> **REQUESTS**
(1) From the excerpt about the Stuyvesant students, reproduce word for word the part that opens with the words containing "Still, among her" and closes with "dated only guys.".
(2) Among the entries, rewrite only the part that opens with the line containing "Find the blue" and closes with the line containing "[[[166,0],[164,9],[168,16],[179,14],[184,10],[180,0]]]", substituting "gray wool cap" for "blue knit beanie" and leaving everything else unchanged.

> **PASSAGE PROVIDED**
--------------------
Their sexual behavior is by no means the norm at their school; Stuyvesant has some 3,000 students, and Alair’s group numbers a couple dozen. But they’re also not the only kids at school who experiment with members of the same sex. “Other people do it, too,” said a junior who’s part of a more popular crowd. “They get drunk and want to be a sex object. But that’s different. Those people aren’t bisexual.” Alair and her friends, on the other hand, are known as the “bi clique.” In the social strata, they’re closer to the cool kids than to the nerds. The boys have shaggy hair and T-shirts emblazoned with the names of sixties rockers. The girls are pretty and clever and extroverted. Some kids think they’re too promiscuous. One student-union leader told me, “It’s weird. It’s just sort of incestuous.” But others admire them. Alair in particular is seen as a kind of punk-rock queen bee. “She’s good-looking, and she does what she wants,” said a senior boy. “That’s an attractive quality.”
“The interesting kids kind of gravitate towards each other,” Elle had explained earlier. “A lot of them are heteroflexible or bisexual or gay. And what happens is, like, we’re all just really comfortable around each other.”
Still, among her friends, Elle’s ideas are the most traditional. Her first kiss with a girl was at Hebrew school. Since then, she’s made out with girls frequently but dated only guys.
“I’ve always been the marrying type,” she says to the table. “Not just ’cause it’s been forced on me, but ’cause it’s a good idea. I really want to have kids when I grow up.”
“Have mine,” offers Alair.
“My mom’s like, ‘I don’t understand you. I want to be a parent to you, but I have no control at all.’ ”
“I will,” Elle coos in her best sultry voice. “Anything for you, Alair.”
Jane blinks quickly, something she has a habit of doing when she’s gathering her thoughts. “They will probably have the technology by the time we grow up that you two could have a baby together.”
“But, like, if Alair doesn’t want to birth her own child, I could.”
“I’ll birth it,” Alair says, sighing. “I just want you to raise it and pay for it and take care of it and never tell it that I’m its parent. ’Cause, I mean, that would scar a child for life. Like, the child would start convulsing.” Everyone laughs.
“You’d be an awesome mom, I think,” says Elle. Her own mom puts a lot of pressure on her to date a nice Jewish boy. Once, Elle asked her, “ ‘Mom, what if I have these feelings for girls?’ and she said, ‘Do you have feelings for boys too?’ I’m like, ‘Yeah.’ And she’s like, ‘Then you have to ignore the ones you have for girls. If you can be straight, you have to be straight.’ ” Elle asked to go by a nickname because she hasn’t told her mother that she’s not ignoring those feelings.
--------------------
> **GIVEN INFORMATION**
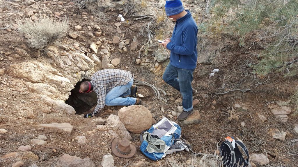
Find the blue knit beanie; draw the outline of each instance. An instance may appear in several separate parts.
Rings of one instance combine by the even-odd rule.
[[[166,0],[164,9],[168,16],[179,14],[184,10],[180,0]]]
--------------------
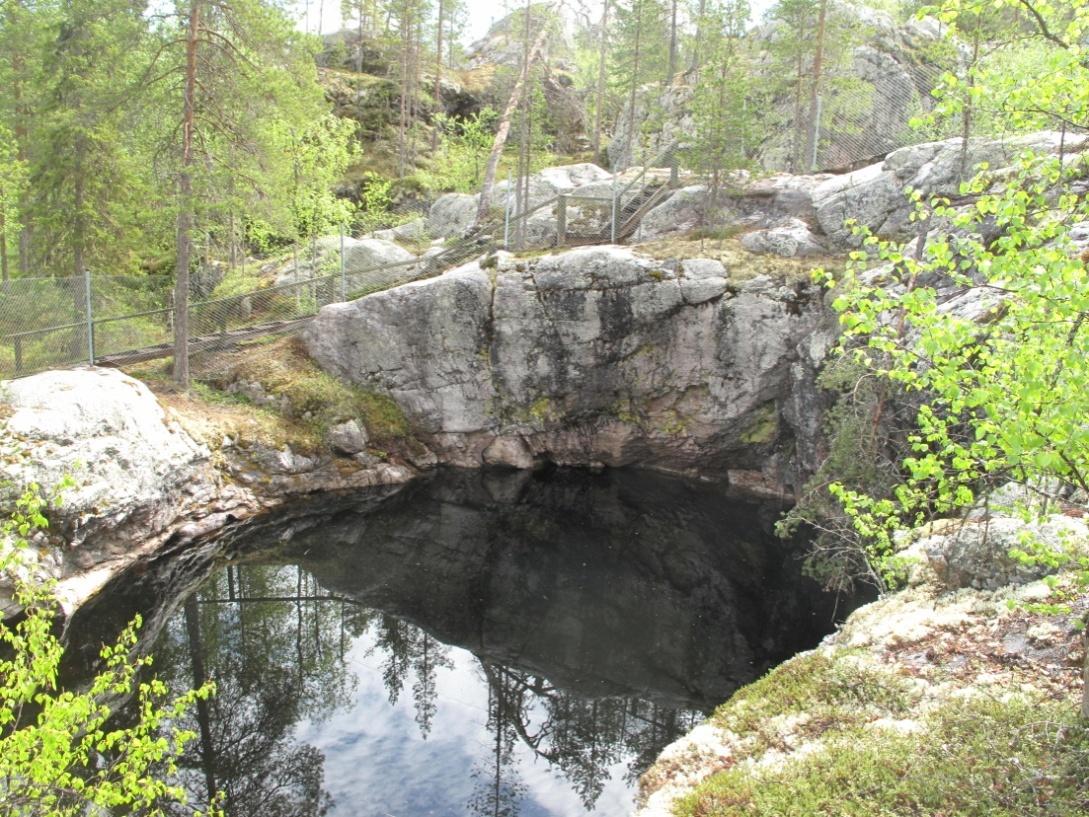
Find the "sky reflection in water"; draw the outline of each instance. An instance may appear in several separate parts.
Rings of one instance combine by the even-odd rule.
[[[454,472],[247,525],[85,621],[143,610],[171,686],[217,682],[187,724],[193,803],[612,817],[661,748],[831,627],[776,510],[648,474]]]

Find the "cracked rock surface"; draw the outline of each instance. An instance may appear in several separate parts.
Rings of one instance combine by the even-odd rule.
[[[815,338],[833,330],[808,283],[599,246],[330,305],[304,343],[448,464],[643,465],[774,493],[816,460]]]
--------------------
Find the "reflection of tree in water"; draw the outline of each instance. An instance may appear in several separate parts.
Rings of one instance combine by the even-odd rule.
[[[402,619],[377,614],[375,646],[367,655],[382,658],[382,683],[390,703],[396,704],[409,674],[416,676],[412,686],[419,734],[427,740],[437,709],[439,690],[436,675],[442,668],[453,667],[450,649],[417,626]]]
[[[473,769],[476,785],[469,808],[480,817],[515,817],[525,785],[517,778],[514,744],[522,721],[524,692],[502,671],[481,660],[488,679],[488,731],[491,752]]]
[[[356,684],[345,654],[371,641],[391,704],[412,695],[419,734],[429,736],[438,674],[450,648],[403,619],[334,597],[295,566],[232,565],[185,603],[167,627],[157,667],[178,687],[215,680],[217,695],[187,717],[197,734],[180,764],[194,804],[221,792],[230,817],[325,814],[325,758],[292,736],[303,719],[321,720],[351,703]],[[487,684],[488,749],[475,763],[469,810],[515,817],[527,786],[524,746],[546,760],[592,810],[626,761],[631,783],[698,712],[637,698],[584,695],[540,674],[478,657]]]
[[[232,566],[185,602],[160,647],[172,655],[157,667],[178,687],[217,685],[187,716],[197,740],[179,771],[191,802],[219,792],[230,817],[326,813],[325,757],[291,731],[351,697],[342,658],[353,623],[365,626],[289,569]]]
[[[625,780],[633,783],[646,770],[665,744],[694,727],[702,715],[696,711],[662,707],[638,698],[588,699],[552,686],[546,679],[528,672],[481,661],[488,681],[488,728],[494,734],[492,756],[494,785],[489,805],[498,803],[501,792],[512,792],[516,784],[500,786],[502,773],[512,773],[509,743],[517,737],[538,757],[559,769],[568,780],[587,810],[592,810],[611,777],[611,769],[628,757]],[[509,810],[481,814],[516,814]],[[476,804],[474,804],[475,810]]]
--------------------
> **EXPECTED ANSWERS**
(1)
Still, among her friends, Elle’s ideas are the most traditional. Her first kiss with a girl was at Hebrew school. Since then, she’s made out with girls frequently but dated only guys.

(2)
Find the gray wool cap; draw the outline of each instance. An instance may appear in several separate parts.
Rings of one instance combine by the even-odd rule.
[[[166,0],[164,9],[168,16],[179,14],[184,10],[180,0]]]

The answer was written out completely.